§ **OBJECTIVE**:
From the NetBSD LD_PRELOAD discussion below, list every shell command entered after a "$" prompt, in order and without the prompt sign.

** Start of PROVIDED PASSAGE **

Just a thought, but have you tried putting a 32-bit version of
the library under /emul/netbsd32 ?
Gary Duzan
Looks like things loaded due to LD_PRELOAD don't search /emul. Here is
a short experiment:
$ echo "int main(){ return 0; }" > nop.c
$ gcc -m32 nop.c -o nop
$ LD_PRELOAD=app/lib64/libhook.so ./nop
app/lib64/libhook.so: unrecognized file format2 [2 != 1]
$ LD_PRELOAD=app/lib/libhook.so ./nop
$ ls /emul/netbsd32/
libhook.so
$ LD_PRELOAD=libhook.so ./nop
Cannot open "libhook.so"
$ gcc -m64 nop.c -o nop
$ LD_PRELOAD=libhook.so ./nop
Cannot open "libhook.so"
It occurs to me that linux emulation processes may have similar challenges.
There is an existing problem report here:
http://gnats.netbsd.org/47509
Relevant code from ld.so_elf confirms that it just does a straight up
open() of the values in the environment variable and doesn't search
anywhere:
// ld_preload is raw value of env variable
if (ld_preload) {
/*
* Pre-load user-specified objects after the main program
* but before any shared object dependencies.
*/
dbg(("preloading objects"));
if (_rtld_preload(ld_preload) == -1)
_rtld_die();
}
...
int
_rtld_preload(const char *preload_path)
{
const char *path;
char *cp, *buf;
int status = 0;
if (preload_path != NULL && *preload_path != '\0') {
cp = buf = xstrdup(preload_path);
while ((path = strsep(&cp, " :")) != NULL && status == 0) {
if (!_rtld_load_object(path, _RTLD_MAIN))

** End of PROVIDED PASSAGE **
** Start of DATA LISTING **

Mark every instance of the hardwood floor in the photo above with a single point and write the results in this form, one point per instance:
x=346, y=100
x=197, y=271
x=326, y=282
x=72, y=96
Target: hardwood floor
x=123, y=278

** End of DATA LISTING **

§ **SOLUTION**:
1. echo "int main(){ return 0; }" > nop.c
2. gcc -m32 nop.c -o nop
3. LD_PRELOAD=app/lib64/libhook.so ./nop
4. LD_PRELOAD=app/lib/libhook.so ./nop
5. ls /emul/netbsd32/
6. LD_PRELOAD=libhook.so ./nop
7. gcc -m64 nop.c -o nop
8. LD_PRELOAD=libhook.so ./nop